* [Source excerpt]:
=-=-=-=-=

The next step is creating the island_id column by making a cumulative sum on the churn column:

%sql
with full_data(
	select 
  	a.id
  	,a.day
  	,a.vl_ds1
  	,b.vl_ds2
  	,lag(b.vl_ds2) over(partition by a.id order by a.day asc ) as prev_ds2
  	,lead(b.vl_ds2) over(partition by a.id order by a.day asc ) as next_ds2
	from dataset1 a
		left join dataset2 b on a.id = b.id and a.day = b.day
),
tb_churn(
-- 1 when there is churn, 0 otherwise
	select id
  	,day
  	,vl_ds1
  	,vl_ds2
  	,prev_ds2
  	,next_ds2
  	,case when vl_ds2 is not null
    	and prev_ds2 is null
    	and next_ds2 is null
    	then 0
    when vl_ds2 is null
    	and prev_ds2 is null
    	then 0
   	when vl_ds2 is not null
    	and prev_ds2 is null
    	and next_ds2 is null
    	then 0
  	when vl_ds2 is null
    	and (
      	prev_ds2 is not null
      	or next_ds2 is not null
    	)

=-=-=-=-=

* [Requirement 1]: According to the SQL excerpt, how is the island_id column created?
The SQL excerpt and the rows come from separate, unrelated sources.

=-=-=-=-=

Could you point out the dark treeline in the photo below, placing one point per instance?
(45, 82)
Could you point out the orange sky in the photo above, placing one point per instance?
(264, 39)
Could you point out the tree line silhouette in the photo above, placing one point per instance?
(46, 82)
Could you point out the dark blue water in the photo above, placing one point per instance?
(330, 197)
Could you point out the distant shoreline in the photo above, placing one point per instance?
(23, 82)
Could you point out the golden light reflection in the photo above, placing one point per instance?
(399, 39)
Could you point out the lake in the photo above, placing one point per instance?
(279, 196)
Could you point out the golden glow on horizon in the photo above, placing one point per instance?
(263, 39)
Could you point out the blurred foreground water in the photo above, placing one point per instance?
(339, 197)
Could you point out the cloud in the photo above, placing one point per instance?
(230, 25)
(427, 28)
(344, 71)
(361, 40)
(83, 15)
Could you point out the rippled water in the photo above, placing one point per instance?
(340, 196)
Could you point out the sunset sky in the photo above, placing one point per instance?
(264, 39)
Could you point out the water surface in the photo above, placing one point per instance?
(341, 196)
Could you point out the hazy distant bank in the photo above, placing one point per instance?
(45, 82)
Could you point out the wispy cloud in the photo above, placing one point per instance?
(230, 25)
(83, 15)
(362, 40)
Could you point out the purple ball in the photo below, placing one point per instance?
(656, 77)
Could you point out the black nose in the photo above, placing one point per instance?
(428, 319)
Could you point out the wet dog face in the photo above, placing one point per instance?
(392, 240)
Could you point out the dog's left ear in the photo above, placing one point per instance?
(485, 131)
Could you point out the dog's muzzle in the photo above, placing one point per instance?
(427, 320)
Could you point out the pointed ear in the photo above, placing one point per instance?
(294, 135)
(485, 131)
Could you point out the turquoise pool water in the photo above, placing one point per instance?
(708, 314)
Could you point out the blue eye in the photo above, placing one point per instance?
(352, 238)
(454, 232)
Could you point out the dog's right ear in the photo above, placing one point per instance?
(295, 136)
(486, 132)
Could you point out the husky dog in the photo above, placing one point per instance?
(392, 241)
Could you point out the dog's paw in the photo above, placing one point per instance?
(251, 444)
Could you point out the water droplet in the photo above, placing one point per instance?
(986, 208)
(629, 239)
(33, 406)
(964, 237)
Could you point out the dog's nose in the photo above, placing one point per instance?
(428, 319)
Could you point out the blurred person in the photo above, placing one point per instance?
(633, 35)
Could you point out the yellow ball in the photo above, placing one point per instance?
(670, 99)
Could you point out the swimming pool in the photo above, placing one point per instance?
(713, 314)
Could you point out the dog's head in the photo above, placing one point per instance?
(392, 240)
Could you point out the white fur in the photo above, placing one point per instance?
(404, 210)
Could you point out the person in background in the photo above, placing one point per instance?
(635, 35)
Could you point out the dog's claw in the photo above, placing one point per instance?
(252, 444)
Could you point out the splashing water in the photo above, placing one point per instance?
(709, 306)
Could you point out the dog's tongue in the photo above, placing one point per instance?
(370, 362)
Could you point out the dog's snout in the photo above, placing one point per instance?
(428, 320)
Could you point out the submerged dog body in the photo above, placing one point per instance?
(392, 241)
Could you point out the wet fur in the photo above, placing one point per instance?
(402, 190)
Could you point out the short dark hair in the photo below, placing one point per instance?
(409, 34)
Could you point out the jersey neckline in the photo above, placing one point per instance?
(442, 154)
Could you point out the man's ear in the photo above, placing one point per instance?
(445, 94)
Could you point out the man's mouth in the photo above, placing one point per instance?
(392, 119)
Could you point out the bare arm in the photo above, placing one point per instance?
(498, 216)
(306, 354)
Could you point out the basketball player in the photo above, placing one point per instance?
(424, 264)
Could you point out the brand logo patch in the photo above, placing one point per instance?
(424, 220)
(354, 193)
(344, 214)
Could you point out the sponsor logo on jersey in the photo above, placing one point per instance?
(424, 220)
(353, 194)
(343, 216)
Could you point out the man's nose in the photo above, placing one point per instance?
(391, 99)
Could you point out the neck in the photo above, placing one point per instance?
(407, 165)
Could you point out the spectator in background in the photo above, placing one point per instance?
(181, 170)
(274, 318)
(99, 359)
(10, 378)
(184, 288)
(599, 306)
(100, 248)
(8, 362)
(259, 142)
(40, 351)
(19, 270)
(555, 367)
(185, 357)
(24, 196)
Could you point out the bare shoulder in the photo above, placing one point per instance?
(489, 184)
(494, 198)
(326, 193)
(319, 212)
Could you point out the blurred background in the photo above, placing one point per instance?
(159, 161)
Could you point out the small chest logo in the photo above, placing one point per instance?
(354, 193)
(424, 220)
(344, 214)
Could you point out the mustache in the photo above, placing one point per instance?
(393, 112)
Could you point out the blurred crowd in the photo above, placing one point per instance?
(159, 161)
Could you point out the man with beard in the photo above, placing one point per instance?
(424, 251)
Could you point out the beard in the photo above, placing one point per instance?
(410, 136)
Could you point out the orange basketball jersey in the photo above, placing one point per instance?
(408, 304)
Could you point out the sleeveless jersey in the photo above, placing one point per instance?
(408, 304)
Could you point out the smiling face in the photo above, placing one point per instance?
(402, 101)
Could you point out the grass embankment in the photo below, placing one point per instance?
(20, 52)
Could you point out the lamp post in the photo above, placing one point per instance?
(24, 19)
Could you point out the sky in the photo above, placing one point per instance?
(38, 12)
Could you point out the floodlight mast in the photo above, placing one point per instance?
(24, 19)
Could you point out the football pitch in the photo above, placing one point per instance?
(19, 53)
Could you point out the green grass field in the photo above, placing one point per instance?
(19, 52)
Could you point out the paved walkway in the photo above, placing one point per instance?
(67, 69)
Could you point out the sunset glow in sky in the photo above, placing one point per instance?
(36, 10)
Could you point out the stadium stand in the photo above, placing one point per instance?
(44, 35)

=-=-=-=-=

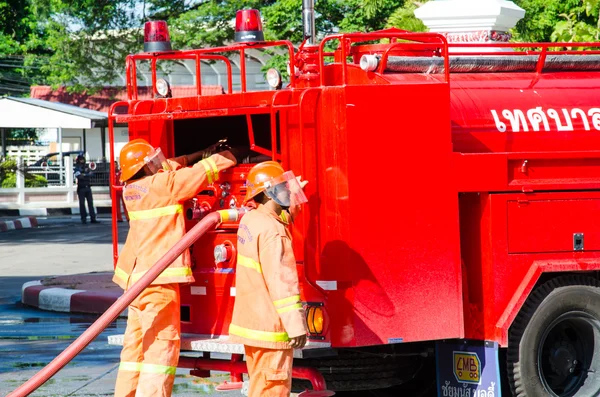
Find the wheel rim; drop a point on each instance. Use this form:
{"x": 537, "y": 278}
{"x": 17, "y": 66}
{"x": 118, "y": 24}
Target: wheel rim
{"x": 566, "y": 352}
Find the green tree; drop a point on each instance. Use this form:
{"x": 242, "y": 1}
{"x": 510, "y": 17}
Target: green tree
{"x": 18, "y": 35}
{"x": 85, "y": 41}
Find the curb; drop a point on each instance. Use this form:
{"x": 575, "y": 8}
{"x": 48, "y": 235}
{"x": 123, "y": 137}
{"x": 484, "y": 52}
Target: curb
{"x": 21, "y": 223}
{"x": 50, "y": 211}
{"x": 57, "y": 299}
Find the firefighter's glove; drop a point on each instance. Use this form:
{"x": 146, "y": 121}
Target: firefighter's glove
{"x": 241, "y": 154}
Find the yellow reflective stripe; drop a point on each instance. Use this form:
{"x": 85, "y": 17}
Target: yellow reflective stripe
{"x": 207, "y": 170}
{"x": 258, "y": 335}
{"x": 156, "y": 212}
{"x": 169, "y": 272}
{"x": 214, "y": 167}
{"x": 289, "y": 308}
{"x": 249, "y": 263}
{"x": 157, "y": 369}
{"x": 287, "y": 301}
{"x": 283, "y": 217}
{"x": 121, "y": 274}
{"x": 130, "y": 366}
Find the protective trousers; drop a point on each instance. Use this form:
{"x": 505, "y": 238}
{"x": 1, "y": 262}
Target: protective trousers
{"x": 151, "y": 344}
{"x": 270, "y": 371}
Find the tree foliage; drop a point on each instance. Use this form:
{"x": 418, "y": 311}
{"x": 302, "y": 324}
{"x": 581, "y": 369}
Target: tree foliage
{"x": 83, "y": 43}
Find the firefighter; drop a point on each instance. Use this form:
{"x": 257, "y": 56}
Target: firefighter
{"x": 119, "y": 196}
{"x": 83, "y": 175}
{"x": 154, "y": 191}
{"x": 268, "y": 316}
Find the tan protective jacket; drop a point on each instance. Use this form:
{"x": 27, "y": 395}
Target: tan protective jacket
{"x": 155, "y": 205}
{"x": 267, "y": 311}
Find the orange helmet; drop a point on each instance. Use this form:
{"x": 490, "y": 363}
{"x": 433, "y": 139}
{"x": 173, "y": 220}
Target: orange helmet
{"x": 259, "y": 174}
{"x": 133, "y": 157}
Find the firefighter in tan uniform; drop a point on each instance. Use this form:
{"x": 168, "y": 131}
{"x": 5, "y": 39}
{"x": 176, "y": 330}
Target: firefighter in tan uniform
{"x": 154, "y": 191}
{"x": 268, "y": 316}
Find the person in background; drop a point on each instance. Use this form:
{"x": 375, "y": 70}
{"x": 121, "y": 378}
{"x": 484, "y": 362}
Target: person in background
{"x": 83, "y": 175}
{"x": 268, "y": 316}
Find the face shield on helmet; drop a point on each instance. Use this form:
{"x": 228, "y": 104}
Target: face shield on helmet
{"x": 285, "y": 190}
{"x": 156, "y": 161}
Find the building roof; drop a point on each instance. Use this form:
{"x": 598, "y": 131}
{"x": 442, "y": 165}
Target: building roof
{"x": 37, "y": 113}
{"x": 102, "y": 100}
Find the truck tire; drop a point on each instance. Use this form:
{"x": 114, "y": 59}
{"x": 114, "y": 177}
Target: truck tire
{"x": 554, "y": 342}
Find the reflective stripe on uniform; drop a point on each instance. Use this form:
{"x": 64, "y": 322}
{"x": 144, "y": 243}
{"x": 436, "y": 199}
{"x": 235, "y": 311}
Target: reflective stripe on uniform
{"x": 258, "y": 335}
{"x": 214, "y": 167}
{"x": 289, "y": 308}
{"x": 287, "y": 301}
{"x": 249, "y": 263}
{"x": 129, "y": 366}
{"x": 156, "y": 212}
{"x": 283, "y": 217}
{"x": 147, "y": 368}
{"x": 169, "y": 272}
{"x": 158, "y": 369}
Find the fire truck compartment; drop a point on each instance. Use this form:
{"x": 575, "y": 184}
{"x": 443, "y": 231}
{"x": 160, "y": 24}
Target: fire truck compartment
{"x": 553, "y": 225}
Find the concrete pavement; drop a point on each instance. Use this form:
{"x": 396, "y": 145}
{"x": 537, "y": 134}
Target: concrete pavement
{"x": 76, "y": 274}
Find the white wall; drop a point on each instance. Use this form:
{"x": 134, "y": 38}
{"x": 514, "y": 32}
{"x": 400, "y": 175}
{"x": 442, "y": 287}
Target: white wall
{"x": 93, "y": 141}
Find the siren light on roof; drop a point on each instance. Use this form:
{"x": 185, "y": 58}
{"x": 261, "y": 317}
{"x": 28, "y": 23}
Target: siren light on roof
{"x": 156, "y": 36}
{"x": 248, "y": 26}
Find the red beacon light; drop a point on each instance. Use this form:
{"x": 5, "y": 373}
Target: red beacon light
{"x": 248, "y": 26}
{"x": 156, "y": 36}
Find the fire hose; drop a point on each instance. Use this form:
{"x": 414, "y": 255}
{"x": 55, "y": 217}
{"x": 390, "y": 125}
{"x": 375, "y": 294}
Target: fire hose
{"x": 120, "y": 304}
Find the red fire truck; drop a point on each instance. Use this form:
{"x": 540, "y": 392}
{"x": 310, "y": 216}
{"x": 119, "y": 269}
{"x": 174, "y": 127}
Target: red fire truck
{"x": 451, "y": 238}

=-=-=-=-=

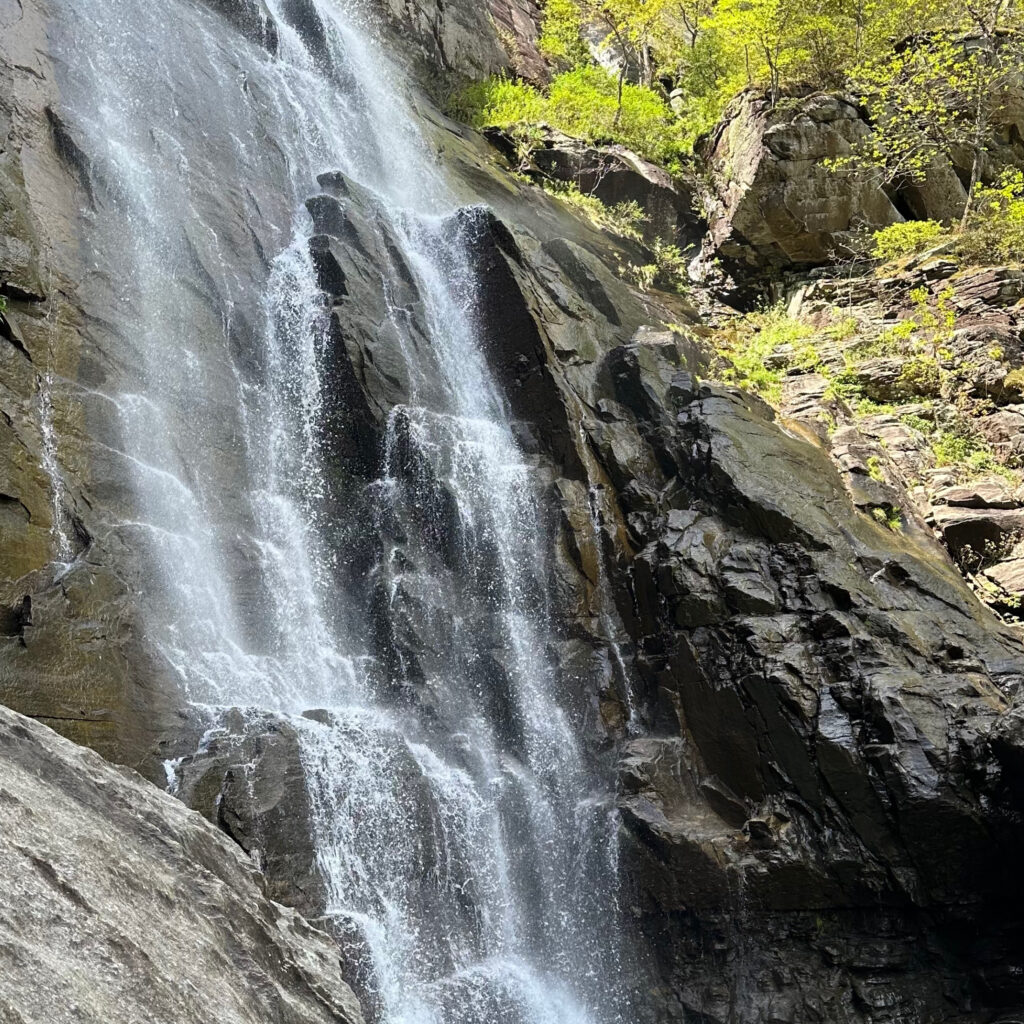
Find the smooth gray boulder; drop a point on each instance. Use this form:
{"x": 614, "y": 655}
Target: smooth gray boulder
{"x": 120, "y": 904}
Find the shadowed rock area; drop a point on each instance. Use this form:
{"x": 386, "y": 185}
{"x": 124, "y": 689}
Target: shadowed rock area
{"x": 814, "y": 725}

=-=-=-=-=

* [Requirement 2]: Please gather every line in the rows that contains the string "tire", treating case as significant.

* [Full response 1]: By making a cumulative sum on the churn column.

* [Full response 2]:
Find the truck tire; drop a point on each instance. Use this form:
Target: truck tire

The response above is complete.